**Fragmento:**
_____

Esta cuestión, central en todo el período y que, como se sabe, había resurgido desde un añejo pasado medieval para devenir una instancia esencial en el proceso de impugnar la exterioridad de las monarquías de Antiguo Régimen, se expresó bajo la forma de una tensión que reflejó la oposición a abandonar las formas de la representación de la ciudad en el proceso de emergencia de los estados provinciales[42]. Por eso, estima Chiaramonte, “el tránsito de las soberanías de las ciudades a las de las provincias (…), no será un simple proceso de ampliación territorial sino, (…) un profundo cambio de conformación del sujeto de la soberanía y del correspondiente régimen representativo”[43].
Esta cronología, que ya había sido despojada de toda forma teleológica e inscripta en un proceso cuyas claves pertenecían a la historia y no a la supuesta existencia de las naciones que se realizaban a sí mismas, constituyó otro de los aspectos que Chiaramonte incluyó desde muy temprano en sus investigaciones. En un artículo publicado con Pablo Buchbinder[44], ambos se habían aplicado a reconstruir el debate entre los constitucionalistas del siglo XIX acerca de la precedencia de las provincias o de la Nación. Este punto será desarrollado en un artículo que condensa los rasgos que condujo a la formación de la nación. Allí, desbrozan el vocabulario utilizado en la época de los preconceptos ideológicos de buena parte de la historiografía para situar la cuestión de la nacionalidad y “considerar la formación de la nacionalidad argentina como un efecto, no una causa, del proceso de organización de la Nación argentina actual”[45]. Esta discusión irá extendiéndose hacia las concepciones de la nación del siglo XVIII y la primera mitad del siglo XIX, discutiendo las mutaciones léxicas de un término esencial en el proceso de fragmentación provocado por la crisis monárquica[46]. Del mismo modo, se consideró la discusión acerca de los fundamentos iusnaturalistas de los movimientos de independencia y su vínculo con el Derecho natural en la España borbónica poniendo de relevancia el pensamiento de Emer de Vattel[47].

_____

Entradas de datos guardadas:

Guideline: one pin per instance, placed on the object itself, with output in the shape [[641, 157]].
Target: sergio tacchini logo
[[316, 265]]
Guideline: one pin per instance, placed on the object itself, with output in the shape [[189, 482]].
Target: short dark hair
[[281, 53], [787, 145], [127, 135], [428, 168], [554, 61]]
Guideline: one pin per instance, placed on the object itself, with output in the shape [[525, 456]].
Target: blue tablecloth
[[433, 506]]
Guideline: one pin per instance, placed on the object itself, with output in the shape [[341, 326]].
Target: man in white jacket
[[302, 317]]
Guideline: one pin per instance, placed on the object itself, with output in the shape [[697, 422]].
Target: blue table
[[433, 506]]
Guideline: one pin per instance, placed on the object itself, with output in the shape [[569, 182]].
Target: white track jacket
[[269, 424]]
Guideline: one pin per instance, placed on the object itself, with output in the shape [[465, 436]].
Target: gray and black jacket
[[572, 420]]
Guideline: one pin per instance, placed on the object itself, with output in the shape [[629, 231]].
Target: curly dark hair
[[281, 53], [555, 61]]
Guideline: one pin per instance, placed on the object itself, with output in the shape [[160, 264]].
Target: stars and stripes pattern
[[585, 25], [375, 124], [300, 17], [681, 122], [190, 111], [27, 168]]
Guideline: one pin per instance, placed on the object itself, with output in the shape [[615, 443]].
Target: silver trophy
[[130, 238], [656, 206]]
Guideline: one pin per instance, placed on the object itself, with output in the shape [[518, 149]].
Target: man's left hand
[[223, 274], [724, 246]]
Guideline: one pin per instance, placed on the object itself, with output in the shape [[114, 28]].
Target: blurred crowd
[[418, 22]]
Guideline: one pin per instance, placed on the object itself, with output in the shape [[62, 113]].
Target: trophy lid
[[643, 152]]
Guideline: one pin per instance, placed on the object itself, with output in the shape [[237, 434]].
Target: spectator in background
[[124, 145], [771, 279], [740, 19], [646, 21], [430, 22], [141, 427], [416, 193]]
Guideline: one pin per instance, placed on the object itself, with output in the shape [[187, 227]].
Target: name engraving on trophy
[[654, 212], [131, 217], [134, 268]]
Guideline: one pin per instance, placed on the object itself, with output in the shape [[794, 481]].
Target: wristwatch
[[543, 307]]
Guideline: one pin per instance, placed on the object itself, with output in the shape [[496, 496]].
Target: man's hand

_____

**Consigna 1:** En el fragmento sobre las investigaciones de Chiaramonte, ¿con quién publicó Chiaramonte el artículo que reconstruye el debate entre los constitucionalistas del siglo XIX?
**Consigna 2:** Prosigue, por favor, el fragmento sobre las investigaciones de Chiaramonte a partir de su última oración.
Los registros constituyen un material independiente del fragmento.

**Respuesta correcta 1:** Con Pablo Buchbinder.

**Respuesta correcta 2:**
En paralelo a los trabajos de Chiaramonte que se habían condensado y, en parte, anunciado en Ciudades, provincias…, Noemí Goldman publicó Historia y lenguaje. Los discursos de la Revolución de Mayo[48]. En esos años, Goldman ya se había dedicado a estudiar el análisis del discurso y su productividad como instrumento para dar cuenta de las insuficiencias de formas superadas de comprender los textos, los discursos. En El discurso como objeto de la historia[49] se propuso mostrar que los historiadores del discurso plantean problemas relacionados con la producción social del sentido. El análisis se inscribió, también, en una discusión más general acerca de la referencialidad del lenguaje y del modo en que los historiadores pasaron por alto o suscribieron esa referencialidad. “La historiografía no tematizaba la discursividad del documento histórico, su lengua, su estilo, su escritura”[50]. El libro presentó un análisis del discurso político de Moreno que le permitió superar las interpretaciones acerca de Moreno sirviéndose de “sus propios discursos y en su propio vocabulario político”[51] en términos de identidad. Así, Goldman se vio conducida a reexaminar las nociones de “pueblo/pueblos” y “patria” en Historia y Lenguaje. Los discursos de la Revolución de Mayo, y con el mismo objetivo de recuperar los discursos de distintos miembros del personal político revolucionario (Moreno, Castelli y Monteagudo)[52].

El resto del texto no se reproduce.